◆ Vereiste werkzaamheden
Haal uit de onderstaande items elke regel die het woord "woman" bevat.

Aanwijsitems voor benoemde objecten
☆ ☆ ☆

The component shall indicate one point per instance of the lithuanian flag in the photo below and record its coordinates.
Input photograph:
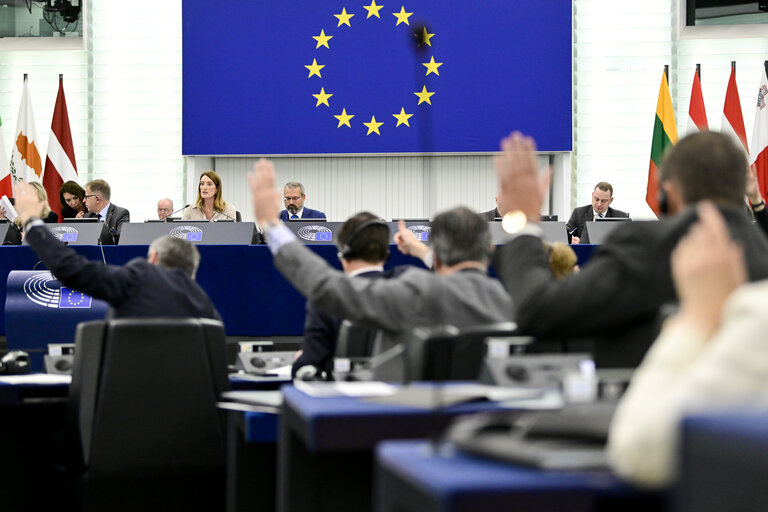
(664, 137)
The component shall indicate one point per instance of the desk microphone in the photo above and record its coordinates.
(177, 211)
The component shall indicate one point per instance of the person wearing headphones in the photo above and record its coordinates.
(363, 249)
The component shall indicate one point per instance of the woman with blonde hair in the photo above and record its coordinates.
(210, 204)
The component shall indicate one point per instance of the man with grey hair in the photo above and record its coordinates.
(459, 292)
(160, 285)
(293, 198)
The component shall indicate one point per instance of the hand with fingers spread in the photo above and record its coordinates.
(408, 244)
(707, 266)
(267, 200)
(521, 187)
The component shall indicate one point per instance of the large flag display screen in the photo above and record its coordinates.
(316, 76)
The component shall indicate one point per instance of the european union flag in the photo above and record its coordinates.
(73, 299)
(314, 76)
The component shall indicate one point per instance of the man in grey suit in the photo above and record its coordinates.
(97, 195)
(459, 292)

☆ ☆ ☆

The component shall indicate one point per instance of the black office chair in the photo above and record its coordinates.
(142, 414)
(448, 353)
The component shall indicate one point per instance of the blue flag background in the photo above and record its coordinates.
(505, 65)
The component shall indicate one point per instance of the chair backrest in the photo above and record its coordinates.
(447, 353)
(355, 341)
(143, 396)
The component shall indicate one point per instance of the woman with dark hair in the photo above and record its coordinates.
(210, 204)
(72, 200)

☆ ☆ ☆

◆ Volledig antwoord
The component shall indicate one point per instance of the woman with blonde hair in the photo above and record its coordinates.
The component shall indicate one point per instance of the woman with dark hair in the photo above and record its coordinates.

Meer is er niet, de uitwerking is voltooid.